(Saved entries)

- - -

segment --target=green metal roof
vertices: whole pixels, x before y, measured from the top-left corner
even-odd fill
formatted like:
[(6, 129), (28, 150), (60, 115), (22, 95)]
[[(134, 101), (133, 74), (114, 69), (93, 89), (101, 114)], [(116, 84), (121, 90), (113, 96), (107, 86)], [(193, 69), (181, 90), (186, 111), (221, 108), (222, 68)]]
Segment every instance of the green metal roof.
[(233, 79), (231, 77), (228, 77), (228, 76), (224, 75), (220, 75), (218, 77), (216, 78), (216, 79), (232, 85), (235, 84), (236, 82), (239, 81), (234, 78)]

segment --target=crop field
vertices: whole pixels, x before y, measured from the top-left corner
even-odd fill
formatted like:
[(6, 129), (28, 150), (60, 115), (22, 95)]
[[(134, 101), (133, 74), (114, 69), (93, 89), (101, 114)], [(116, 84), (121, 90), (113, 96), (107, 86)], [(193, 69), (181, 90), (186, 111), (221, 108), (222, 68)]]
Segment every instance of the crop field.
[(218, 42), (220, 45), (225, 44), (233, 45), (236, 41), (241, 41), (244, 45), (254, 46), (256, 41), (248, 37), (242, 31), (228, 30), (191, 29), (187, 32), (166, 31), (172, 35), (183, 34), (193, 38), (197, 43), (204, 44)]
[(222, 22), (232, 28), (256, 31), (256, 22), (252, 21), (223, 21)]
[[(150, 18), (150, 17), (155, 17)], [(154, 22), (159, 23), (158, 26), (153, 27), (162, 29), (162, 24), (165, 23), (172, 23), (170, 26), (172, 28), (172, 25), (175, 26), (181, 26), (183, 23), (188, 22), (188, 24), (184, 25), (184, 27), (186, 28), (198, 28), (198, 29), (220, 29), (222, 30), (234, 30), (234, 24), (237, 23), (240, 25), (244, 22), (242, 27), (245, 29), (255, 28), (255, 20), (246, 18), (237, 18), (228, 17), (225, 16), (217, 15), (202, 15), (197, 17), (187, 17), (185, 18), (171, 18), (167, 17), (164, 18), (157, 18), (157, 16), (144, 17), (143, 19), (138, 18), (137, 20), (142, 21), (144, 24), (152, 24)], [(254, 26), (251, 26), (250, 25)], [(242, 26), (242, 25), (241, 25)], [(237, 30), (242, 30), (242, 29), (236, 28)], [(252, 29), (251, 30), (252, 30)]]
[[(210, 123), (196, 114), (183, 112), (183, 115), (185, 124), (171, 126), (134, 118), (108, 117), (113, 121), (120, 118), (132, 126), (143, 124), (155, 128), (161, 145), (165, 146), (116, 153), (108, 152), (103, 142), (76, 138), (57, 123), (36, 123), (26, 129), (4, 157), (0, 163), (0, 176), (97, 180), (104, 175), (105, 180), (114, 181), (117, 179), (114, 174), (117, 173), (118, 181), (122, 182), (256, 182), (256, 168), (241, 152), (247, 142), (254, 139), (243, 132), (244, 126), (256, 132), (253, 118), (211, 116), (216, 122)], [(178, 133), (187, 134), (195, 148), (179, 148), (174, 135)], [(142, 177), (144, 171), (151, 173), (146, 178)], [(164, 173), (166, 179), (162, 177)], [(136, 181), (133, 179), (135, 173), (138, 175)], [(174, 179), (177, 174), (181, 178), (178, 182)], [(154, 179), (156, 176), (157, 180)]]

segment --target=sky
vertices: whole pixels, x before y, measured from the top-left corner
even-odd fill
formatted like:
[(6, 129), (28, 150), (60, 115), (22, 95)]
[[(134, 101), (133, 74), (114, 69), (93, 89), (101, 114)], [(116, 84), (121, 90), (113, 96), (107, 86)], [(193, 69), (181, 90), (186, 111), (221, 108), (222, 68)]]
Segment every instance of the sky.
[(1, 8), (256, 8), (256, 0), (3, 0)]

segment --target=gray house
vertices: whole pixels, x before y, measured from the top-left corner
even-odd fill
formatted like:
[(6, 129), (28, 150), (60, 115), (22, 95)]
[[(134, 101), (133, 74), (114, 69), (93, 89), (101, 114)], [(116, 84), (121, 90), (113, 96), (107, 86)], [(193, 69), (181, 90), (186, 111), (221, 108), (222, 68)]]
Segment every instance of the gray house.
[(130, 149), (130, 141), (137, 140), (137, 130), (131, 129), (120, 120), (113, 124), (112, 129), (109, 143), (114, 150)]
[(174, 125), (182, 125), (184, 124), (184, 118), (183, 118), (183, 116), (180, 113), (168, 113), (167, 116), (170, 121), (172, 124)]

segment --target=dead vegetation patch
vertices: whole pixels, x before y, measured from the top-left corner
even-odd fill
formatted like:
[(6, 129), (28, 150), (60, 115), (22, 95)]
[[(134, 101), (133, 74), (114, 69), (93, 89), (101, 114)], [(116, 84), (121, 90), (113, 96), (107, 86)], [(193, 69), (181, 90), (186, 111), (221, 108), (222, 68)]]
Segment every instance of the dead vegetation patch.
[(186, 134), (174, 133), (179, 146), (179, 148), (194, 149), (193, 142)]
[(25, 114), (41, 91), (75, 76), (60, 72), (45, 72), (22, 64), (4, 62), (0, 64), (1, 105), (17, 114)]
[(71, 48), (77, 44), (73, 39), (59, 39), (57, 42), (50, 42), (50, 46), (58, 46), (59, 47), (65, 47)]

- - -

▸ WHAT YOU WILL DO
Extract, unchanged, the closing run of lines that opens with the line containing "segment --target=dead vegetation patch" and ends with the last line.

▸ TASK OUTPUT
segment --target=dead vegetation patch
vertices: whole pixels, x before y, measured from the top-left corner
even-odd fill
formatted like:
[(6, 129), (28, 150), (60, 115), (22, 95)]
[[(134, 101), (133, 74), (114, 69), (93, 89), (101, 114)], [(116, 84), (121, 90), (113, 96), (107, 86)], [(193, 69), (181, 90), (186, 111), (221, 108), (222, 68)]]
Segment every instance of the dead vegetation patch.
[(186, 134), (174, 133), (179, 146), (179, 148), (194, 149), (193, 142)]
[(25, 114), (41, 91), (75, 76), (60, 72), (45, 72), (22, 64), (4, 62), (0, 64), (1, 105), (17, 114)]
[(71, 48), (77, 44), (73, 39), (59, 39), (57, 42), (50, 42), (50, 46), (58, 46), (59, 47), (65, 47)]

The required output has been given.